WORK INSTRUCTION.
If a record contains a picture, leave the picture out and transcribe everything else exactly.

STORED DATA.
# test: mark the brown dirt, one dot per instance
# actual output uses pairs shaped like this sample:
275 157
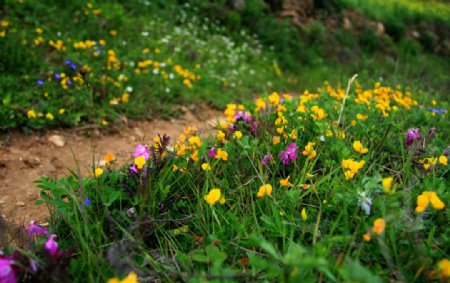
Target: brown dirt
25 158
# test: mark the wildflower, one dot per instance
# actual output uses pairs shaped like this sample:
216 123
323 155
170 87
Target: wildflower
31 114
220 136
411 136
195 141
212 152
221 154
424 199
51 245
141 150
215 195
378 226
304 215
98 172
365 202
387 184
276 140
443 160
267 159
264 190
444 267
309 151
131 278
285 182
49 116
351 167
109 158
358 147
361 117
291 153
367 237
7 273
33 228
194 155
237 135
139 162
206 167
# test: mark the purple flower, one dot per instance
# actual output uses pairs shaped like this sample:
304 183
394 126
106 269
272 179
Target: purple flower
267 159
33 228
243 116
291 153
212 152
411 136
7 273
142 150
33 265
51 245
437 111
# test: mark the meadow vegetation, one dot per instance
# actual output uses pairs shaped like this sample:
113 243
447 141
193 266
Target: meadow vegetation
310 177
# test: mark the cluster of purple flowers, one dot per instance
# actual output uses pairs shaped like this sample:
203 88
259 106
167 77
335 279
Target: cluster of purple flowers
290 154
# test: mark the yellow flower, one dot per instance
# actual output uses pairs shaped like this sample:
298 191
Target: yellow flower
222 154
424 199
276 140
31 114
237 135
285 182
109 158
351 167
387 184
304 215
139 162
443 160
98 172
264 190
131 278
444 266
378 226
206 167
214 196
358 147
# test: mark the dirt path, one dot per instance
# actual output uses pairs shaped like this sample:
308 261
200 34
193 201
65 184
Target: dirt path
24 159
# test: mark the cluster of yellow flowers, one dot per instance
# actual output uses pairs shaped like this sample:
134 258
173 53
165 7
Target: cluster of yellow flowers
424 199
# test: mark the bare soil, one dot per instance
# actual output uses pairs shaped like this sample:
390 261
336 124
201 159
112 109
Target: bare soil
25 158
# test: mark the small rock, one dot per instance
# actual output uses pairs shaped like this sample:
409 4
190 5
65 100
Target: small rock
57 140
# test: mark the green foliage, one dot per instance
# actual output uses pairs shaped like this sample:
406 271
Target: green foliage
163 220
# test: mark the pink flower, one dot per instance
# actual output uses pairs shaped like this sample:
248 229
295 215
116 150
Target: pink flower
411 136
212 152
7 273
33 228
51 245
267 159
291 153
142 150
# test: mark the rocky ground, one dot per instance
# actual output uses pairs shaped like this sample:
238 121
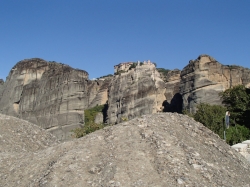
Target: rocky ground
164 149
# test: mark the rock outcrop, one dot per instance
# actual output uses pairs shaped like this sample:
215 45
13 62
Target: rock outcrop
51 95
204 78
164 149
134 93
173 102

ANSWER BOX.
# test: mark the brown dirt, one dot per instance
# actual output uses pairs shaped like this sample:
275 157
Target: brown dirt
25 158
# test: mark the wildflower, one dot per instance
# actual output uses pairs shaped like this sample:
216 123
323 155
170 87
Target: wildflower
31 114
220 136
411 136
195 141
212 152
221 154
424 199
51 245
141 150
215 195
378 226
304 215
98 172
365 202
387 184
276 140
443 160
267 159
264 190
444 267
309 151
131 278
285 182
49 116
351 167
109 158
358 147
361 117
291 153
367 237
7 273
33 228
194 155
237 135
139 162
206 167
# test: mark the purple flower, one dot per instance
# actual output uses pairs shaped like this sample:
304 183
394 126
106 269
272 179
Target: purple flower
267 159
33 228
243 116
291 153
212 152
411 136
7 273
142 150
33 265
51 245
437 111
# test: mark the meadow vegetation, one dot per instance
# actual output uses pairs shaped like this sample:
113 243
447 141
193 266
Target: meadow vegetation
310 177
# test: mark the cluster of purple flowers, one dot per instance
# actual output uses pairs shaped like this sample:
203 88
259 106
167 77
335 279
Target: cluster of purple flowers
290 154
# test: mark the yellow flower, one dot per instance
# actual output uses pairs shaped like this sample:
298 191
Target: yellow flower
222 154
424 199
276 140
31 114
237 135
285 182
109 158
351 167
387 184
304 215
139 162
443 160
98 172
264 190
131 278
444 266
378 226
206 167
214 196
358 147
# test: mark the dirt path, one dot per instance
# actual output uses pairs shaped like this sample:
308 261
200 34
193 201
65 184
Target: dirt path
24 159
# test: mark the cluster of yellow flowers, one dot per instance
# actual output uses pairs shaped like this sample:
134 258
173 53
165 7
Target: cluster of yellow flowers
424 199
# test: mark the bare soil, one dot per instance
# actual output uses pairs shaped like this sample:
390 261
336 124
201 159
112 109
Target: bare soil
25 158
# test: mark the small rock, one dot per instance
# actual output uses pairs shaped like this sample:
409 4
190 5
65 100
Target: small rock
57 140
# test: mark the green foliage, one dot per instance
# actual output uses pairs shaped like this sample:
406 271
Target: green foliage
163 220
# test: mark the pink flower, one dot per instance
# actual output uses pairs shaped like this sample:
248 229
295 215
116 150
Target: pink flower
411 136
212 152
7 273
33 228
51 245
267 159
291 153
142 150
# test: mark the rocky ground, one dot per instance
# actual output uses pairs shaped like this sample:
238 121
Target: rocky ground
164 149
# test: mark the rock outcrop, one dot per instance
# actual output uses pairs shaped like this sample:
215 45
13 62
Target: rock outcrop
51 95
204 78
164 149
134 93
173 102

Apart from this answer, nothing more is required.